[Records drawn from a dataset]
━━━━━━━━━━

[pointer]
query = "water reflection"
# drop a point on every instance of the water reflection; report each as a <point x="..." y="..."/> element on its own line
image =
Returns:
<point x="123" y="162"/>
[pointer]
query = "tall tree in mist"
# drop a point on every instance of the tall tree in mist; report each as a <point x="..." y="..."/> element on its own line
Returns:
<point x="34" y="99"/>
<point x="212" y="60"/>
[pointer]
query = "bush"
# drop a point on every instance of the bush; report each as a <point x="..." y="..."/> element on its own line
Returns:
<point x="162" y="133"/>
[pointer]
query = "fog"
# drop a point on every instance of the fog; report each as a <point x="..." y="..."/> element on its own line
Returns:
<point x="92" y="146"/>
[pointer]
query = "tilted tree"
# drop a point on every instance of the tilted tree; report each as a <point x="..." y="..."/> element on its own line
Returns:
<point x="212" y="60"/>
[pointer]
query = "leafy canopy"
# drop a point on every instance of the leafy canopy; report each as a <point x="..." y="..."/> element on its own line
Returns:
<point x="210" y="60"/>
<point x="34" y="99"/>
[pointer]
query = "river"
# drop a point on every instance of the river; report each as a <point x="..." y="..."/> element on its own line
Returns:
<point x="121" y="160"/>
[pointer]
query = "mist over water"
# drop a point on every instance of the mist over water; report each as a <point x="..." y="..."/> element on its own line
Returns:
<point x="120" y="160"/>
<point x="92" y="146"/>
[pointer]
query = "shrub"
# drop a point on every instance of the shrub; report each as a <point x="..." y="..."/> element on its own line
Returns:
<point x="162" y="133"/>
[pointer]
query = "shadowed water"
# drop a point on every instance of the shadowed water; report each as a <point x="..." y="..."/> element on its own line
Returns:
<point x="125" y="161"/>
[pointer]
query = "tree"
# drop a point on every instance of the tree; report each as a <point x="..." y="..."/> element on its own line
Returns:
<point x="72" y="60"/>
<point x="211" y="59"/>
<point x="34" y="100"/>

━━━━━━━━━━

Only the count belongs in your answer, so please work out how many lines of the data contain "river".

## Completed task
2